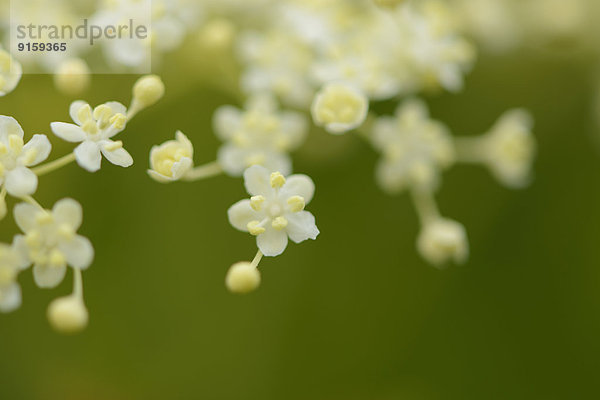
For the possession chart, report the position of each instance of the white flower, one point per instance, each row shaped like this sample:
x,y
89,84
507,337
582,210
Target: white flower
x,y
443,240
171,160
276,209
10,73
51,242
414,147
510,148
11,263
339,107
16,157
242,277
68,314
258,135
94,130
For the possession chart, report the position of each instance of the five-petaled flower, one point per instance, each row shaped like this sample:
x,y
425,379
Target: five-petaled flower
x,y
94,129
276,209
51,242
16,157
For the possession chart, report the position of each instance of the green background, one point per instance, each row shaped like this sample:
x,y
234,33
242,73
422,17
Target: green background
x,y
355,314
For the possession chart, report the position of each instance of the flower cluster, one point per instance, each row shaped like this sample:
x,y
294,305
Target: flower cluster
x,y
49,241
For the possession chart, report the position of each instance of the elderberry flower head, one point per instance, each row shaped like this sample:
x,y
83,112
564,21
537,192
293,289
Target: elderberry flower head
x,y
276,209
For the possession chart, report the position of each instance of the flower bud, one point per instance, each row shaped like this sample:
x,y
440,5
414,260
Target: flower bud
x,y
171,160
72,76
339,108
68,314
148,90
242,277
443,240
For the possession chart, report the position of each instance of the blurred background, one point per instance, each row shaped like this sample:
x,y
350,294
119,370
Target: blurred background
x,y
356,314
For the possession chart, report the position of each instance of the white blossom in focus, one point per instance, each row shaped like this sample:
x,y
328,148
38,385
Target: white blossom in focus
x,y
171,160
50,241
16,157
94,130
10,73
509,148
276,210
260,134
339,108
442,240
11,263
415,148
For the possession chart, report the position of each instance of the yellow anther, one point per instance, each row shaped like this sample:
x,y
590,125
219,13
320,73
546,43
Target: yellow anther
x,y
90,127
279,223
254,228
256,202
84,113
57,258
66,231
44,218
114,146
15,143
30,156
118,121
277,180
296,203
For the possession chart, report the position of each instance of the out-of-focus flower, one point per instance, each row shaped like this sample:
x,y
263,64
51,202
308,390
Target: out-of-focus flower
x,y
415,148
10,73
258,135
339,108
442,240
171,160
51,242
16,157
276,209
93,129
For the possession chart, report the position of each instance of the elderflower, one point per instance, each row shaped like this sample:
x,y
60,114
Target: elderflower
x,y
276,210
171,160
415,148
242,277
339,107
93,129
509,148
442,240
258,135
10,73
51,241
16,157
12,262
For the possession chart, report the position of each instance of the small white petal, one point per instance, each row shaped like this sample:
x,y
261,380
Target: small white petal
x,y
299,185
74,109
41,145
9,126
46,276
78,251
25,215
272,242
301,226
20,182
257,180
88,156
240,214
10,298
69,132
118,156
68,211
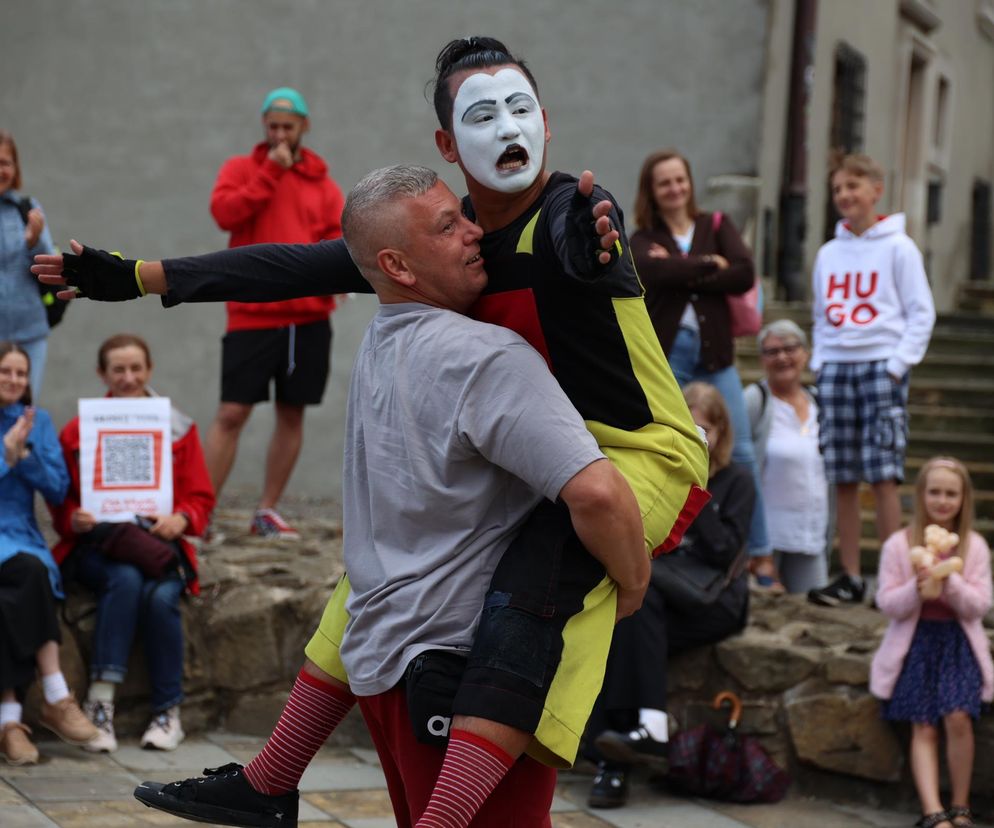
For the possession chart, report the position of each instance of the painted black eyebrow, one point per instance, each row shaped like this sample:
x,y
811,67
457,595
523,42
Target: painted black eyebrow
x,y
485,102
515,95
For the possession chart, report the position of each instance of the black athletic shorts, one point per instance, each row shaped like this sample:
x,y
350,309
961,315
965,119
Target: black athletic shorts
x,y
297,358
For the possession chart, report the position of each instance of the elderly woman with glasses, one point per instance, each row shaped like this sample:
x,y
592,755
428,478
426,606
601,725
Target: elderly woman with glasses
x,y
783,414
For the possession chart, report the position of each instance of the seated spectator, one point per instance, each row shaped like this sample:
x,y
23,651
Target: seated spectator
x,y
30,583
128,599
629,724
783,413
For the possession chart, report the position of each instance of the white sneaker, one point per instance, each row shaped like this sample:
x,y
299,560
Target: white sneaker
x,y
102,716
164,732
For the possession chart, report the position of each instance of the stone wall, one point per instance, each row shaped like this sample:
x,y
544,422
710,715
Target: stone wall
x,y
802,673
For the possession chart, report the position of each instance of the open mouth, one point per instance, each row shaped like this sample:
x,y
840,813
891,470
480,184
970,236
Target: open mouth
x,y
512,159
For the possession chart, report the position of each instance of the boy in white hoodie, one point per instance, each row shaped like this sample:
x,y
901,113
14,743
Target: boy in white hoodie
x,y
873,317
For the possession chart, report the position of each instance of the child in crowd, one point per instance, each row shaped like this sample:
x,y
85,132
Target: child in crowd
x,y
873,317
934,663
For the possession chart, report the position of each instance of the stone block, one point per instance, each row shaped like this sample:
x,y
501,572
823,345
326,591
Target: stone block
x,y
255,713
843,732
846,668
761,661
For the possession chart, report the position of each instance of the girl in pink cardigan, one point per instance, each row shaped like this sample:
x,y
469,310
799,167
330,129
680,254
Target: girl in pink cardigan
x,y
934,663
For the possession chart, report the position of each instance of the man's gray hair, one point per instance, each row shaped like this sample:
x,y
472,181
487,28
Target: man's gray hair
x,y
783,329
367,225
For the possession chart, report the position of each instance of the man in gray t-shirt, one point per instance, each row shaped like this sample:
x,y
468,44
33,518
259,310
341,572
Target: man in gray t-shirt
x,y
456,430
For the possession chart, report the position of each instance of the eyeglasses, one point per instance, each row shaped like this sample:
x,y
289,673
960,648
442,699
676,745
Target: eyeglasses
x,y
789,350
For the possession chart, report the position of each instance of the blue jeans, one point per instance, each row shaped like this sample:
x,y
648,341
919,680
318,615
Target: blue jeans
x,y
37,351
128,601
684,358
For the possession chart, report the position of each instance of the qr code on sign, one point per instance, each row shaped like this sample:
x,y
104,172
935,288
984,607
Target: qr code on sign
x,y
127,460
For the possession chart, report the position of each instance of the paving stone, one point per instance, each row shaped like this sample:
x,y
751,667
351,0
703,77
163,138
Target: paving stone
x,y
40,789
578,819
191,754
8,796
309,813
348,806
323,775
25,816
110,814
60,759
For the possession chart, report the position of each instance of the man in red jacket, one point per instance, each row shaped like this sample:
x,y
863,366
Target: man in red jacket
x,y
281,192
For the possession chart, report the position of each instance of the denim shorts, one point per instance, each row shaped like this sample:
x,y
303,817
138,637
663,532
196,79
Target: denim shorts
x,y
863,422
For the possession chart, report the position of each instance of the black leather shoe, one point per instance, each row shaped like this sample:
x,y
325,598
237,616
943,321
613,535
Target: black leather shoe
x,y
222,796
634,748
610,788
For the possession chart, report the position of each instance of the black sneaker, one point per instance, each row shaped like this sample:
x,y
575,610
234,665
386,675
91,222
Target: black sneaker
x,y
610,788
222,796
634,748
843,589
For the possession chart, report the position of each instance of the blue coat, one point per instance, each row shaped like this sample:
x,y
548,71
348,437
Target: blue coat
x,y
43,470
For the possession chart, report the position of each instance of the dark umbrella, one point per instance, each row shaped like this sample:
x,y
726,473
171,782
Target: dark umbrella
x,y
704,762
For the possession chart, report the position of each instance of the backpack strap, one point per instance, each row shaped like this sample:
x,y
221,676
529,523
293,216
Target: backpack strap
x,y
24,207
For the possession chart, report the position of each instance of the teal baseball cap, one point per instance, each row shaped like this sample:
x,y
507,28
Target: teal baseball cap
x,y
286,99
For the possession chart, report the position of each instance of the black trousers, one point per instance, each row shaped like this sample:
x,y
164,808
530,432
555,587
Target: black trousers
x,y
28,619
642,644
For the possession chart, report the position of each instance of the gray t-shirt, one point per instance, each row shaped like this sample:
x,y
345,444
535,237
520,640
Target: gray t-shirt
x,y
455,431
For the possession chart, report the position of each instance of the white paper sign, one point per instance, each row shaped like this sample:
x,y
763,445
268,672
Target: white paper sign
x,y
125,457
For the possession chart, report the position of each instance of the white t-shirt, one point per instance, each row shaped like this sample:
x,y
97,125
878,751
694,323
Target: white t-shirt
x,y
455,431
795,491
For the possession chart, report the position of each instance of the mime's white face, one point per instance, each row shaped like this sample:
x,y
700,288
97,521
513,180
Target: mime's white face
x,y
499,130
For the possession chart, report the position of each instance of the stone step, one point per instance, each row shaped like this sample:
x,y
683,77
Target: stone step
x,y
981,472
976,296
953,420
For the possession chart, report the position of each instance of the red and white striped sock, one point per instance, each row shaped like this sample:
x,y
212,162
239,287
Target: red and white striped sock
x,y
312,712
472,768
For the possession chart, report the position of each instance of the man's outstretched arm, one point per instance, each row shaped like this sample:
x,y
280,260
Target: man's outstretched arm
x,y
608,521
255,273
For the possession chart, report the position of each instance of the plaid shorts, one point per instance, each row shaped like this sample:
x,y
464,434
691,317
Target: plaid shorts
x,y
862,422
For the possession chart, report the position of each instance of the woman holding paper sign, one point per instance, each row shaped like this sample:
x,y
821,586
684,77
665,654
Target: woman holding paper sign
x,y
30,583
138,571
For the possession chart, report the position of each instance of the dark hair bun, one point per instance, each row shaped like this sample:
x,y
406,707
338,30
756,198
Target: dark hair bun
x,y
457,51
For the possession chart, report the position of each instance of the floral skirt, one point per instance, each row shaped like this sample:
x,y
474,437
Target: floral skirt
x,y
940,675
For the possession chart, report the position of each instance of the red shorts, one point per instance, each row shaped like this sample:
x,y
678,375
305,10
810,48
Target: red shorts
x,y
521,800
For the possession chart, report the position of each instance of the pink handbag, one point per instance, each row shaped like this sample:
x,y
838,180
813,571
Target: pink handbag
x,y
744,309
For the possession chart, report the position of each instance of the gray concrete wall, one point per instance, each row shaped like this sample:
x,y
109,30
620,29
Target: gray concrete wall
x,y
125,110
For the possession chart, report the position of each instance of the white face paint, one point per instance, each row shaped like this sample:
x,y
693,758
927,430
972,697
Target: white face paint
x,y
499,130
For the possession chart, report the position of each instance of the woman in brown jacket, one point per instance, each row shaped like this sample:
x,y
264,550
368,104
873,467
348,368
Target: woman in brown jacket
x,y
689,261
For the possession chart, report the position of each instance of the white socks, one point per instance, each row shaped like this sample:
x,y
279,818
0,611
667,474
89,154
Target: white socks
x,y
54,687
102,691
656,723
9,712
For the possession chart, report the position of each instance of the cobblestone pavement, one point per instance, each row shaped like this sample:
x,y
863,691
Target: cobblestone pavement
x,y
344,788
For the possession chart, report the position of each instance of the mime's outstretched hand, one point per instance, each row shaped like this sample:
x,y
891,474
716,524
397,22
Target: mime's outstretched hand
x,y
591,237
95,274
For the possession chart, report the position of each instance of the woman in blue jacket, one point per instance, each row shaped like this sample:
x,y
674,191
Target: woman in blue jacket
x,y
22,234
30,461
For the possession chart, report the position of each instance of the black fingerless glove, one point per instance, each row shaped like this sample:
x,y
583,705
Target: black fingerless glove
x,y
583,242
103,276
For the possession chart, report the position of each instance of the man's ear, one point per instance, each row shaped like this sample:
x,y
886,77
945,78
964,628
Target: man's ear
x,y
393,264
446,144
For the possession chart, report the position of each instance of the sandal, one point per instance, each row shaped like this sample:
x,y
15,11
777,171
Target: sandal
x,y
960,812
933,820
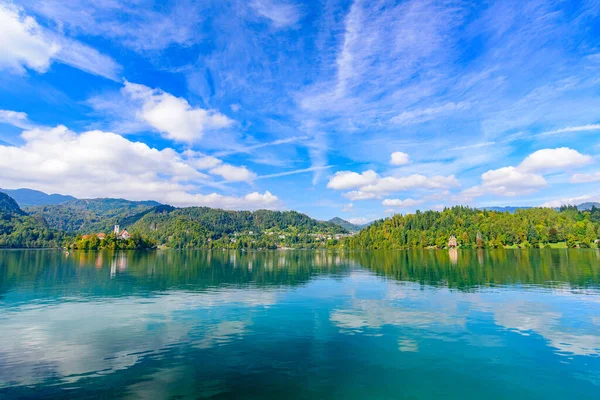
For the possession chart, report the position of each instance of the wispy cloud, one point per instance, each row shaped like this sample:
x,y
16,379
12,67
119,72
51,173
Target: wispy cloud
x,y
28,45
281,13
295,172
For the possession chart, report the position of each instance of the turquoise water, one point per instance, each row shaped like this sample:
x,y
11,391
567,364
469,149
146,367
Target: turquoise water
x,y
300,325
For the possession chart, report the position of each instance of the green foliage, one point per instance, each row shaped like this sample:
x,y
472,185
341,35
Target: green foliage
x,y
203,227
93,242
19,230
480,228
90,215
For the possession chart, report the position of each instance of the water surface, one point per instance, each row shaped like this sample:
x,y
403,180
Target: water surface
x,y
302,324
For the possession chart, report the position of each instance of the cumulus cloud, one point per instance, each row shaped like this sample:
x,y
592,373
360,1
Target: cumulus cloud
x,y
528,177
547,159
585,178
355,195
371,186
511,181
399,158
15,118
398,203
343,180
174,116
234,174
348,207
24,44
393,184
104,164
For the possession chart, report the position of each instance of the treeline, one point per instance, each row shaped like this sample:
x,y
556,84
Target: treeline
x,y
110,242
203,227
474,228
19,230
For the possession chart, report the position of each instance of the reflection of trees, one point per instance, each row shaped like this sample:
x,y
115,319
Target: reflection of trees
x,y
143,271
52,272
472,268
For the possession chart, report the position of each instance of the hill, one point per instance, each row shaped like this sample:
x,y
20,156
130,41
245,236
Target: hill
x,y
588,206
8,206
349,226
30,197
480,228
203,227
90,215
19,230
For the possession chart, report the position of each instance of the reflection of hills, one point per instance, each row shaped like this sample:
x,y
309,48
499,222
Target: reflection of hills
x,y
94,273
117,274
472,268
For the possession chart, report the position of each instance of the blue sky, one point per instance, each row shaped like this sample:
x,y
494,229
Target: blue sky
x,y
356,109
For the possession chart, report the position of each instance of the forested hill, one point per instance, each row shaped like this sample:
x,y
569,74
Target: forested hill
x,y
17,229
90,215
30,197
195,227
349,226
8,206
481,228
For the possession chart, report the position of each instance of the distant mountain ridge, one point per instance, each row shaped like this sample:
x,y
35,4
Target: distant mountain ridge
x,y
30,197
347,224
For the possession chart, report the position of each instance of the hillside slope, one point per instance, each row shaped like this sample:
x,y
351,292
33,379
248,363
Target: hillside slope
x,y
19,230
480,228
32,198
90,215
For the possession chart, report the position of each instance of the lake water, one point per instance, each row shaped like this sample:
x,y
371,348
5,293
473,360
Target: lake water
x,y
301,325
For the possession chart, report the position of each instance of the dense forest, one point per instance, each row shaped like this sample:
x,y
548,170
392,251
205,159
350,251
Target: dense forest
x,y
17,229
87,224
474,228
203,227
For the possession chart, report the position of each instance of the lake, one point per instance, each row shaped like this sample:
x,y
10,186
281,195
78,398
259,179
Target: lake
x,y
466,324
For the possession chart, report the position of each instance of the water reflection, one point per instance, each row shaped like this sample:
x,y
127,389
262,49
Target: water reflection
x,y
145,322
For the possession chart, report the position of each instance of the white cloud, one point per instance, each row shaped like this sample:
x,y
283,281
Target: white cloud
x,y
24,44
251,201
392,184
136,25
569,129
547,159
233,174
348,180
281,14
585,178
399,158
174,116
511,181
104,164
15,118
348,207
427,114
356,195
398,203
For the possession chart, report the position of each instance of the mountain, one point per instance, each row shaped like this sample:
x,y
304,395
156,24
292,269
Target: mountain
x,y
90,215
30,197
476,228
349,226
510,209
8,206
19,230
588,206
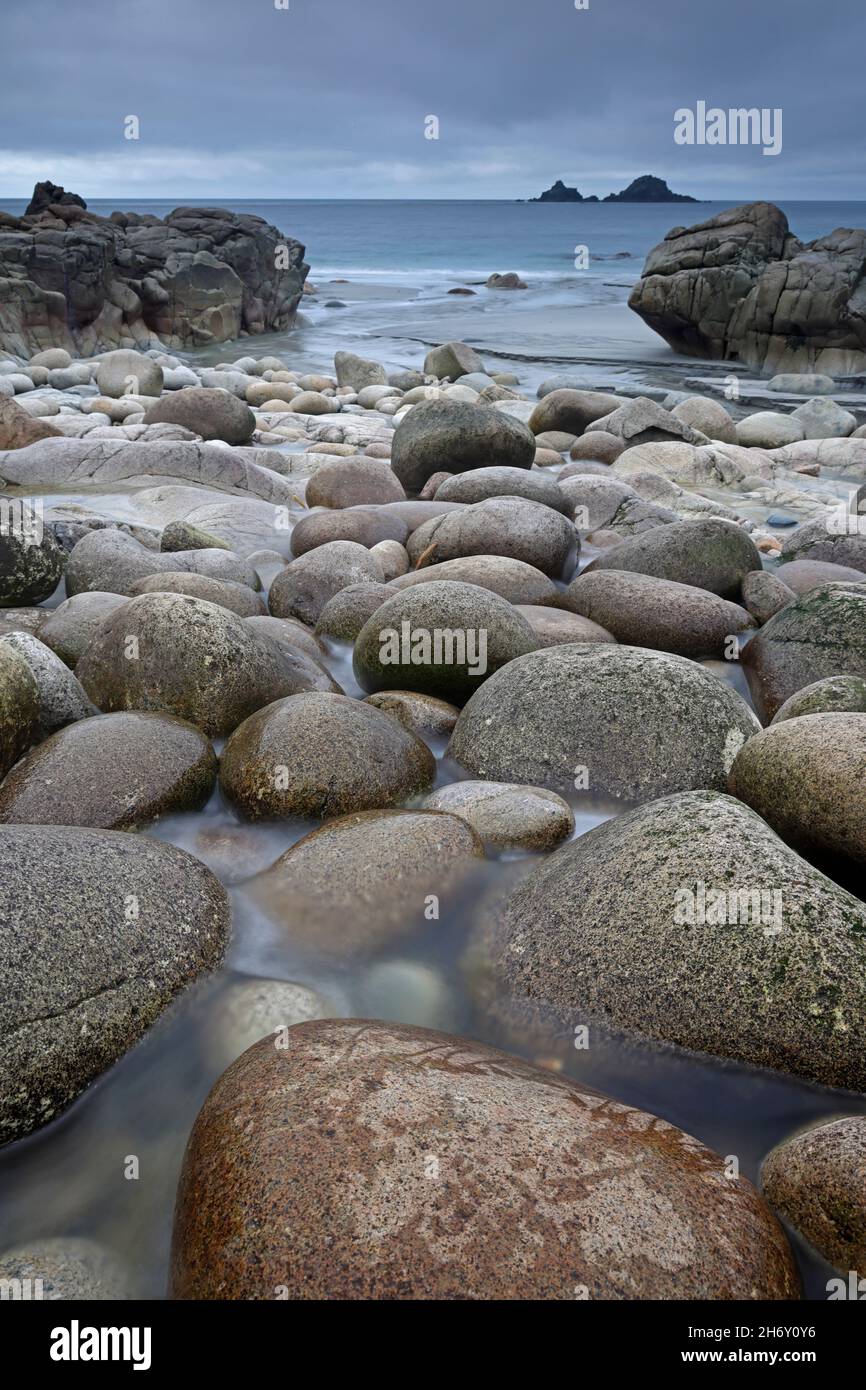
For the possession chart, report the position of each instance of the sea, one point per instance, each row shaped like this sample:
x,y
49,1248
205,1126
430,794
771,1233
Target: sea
________________________
Instructions for the task:
Format the lines from the one containing "the sea, one" through the end of the records as a numbered list, leaving out any blank lines.

Written response:
1. For the possession chart, report the position of each instance of the sea, one point per instance, each row shaped like this sample:
2. x,y
3. 49,1248
4. 205,1126
5. 430,794
6. 771,1233
7. Target: sea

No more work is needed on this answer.